> **What is being asked**:
Which lines of the records below contain the word "dirt"? Show each one.

> **Material to process**:
**********

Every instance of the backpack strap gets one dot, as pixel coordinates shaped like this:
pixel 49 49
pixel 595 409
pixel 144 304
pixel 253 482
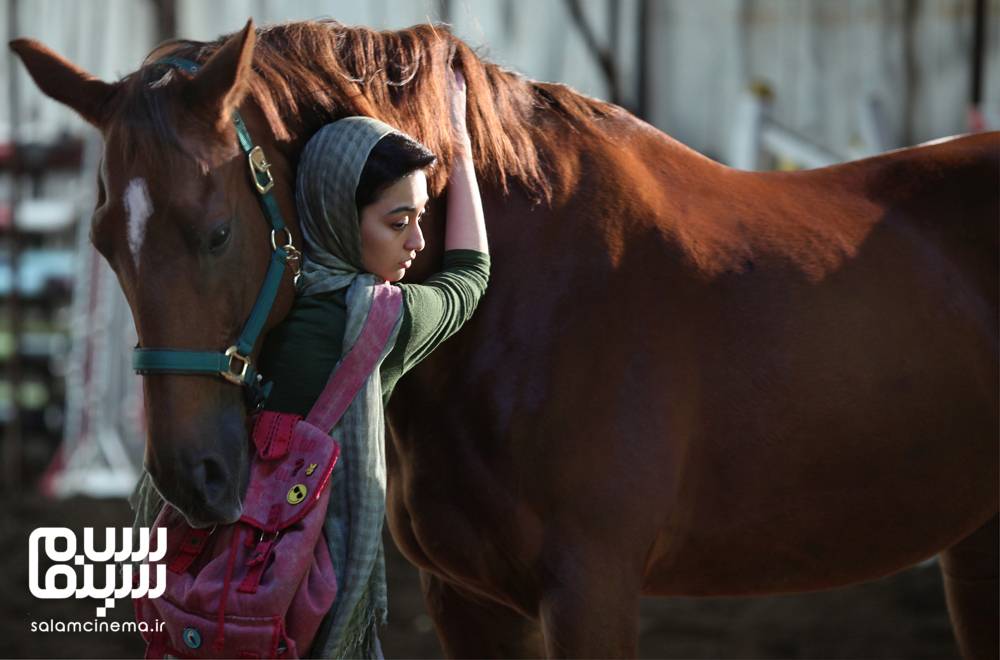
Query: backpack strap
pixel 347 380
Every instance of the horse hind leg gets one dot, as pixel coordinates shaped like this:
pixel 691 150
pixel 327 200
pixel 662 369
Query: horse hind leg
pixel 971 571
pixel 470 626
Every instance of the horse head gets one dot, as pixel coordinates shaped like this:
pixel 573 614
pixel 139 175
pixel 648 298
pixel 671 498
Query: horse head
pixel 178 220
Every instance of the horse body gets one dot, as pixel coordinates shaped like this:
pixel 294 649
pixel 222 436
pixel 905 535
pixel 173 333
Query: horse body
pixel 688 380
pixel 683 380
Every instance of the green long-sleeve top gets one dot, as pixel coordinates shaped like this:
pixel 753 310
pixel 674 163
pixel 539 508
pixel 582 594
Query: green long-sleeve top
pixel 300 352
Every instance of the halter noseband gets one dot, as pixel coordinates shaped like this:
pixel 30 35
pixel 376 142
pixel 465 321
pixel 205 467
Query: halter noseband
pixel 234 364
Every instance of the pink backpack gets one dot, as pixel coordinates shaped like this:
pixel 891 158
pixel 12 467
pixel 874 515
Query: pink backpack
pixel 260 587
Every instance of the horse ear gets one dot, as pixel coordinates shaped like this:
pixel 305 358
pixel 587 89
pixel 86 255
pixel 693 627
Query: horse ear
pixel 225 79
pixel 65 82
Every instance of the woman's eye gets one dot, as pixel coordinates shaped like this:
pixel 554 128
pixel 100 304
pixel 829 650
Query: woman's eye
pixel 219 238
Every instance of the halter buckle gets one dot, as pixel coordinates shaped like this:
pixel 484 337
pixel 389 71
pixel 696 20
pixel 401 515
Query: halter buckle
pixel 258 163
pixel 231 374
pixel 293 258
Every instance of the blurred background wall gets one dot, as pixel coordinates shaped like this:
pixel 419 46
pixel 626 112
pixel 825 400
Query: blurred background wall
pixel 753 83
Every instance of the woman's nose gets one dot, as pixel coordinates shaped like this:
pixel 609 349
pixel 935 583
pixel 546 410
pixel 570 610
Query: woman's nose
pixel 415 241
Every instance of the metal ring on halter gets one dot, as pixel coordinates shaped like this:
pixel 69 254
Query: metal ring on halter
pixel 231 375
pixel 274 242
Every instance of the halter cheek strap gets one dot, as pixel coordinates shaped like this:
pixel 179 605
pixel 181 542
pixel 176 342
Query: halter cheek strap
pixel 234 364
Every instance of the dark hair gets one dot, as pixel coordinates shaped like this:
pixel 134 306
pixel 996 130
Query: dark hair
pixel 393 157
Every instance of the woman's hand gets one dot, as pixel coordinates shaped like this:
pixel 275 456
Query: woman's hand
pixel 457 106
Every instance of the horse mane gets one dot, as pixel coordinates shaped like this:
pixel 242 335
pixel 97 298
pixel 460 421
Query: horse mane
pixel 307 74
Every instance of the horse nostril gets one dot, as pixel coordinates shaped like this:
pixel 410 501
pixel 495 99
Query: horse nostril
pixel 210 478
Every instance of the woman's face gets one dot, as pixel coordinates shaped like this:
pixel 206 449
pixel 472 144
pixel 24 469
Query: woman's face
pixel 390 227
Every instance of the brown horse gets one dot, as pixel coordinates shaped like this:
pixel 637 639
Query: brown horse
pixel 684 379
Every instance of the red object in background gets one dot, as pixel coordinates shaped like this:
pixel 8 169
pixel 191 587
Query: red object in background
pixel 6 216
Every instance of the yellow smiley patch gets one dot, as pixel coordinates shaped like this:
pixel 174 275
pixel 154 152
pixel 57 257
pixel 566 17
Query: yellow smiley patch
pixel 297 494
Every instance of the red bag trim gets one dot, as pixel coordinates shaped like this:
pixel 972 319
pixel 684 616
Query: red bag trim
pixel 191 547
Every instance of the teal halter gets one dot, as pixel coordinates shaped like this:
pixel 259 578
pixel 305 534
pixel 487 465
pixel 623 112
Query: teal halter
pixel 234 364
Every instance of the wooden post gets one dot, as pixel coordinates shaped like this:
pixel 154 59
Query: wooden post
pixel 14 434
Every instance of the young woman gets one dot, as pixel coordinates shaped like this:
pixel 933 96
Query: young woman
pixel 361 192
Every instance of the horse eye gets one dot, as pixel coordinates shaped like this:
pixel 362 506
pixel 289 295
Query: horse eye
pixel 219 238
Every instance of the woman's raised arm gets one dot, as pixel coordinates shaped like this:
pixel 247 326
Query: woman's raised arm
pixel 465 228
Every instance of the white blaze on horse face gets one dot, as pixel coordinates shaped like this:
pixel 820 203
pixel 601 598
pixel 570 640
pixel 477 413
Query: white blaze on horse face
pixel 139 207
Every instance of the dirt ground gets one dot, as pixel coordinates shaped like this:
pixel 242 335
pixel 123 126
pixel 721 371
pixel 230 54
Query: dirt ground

**********

> **Answer space**:
Every instance of the dirt ground gets one dot, as pixel coordinates shaped like this:
Query: dirt ground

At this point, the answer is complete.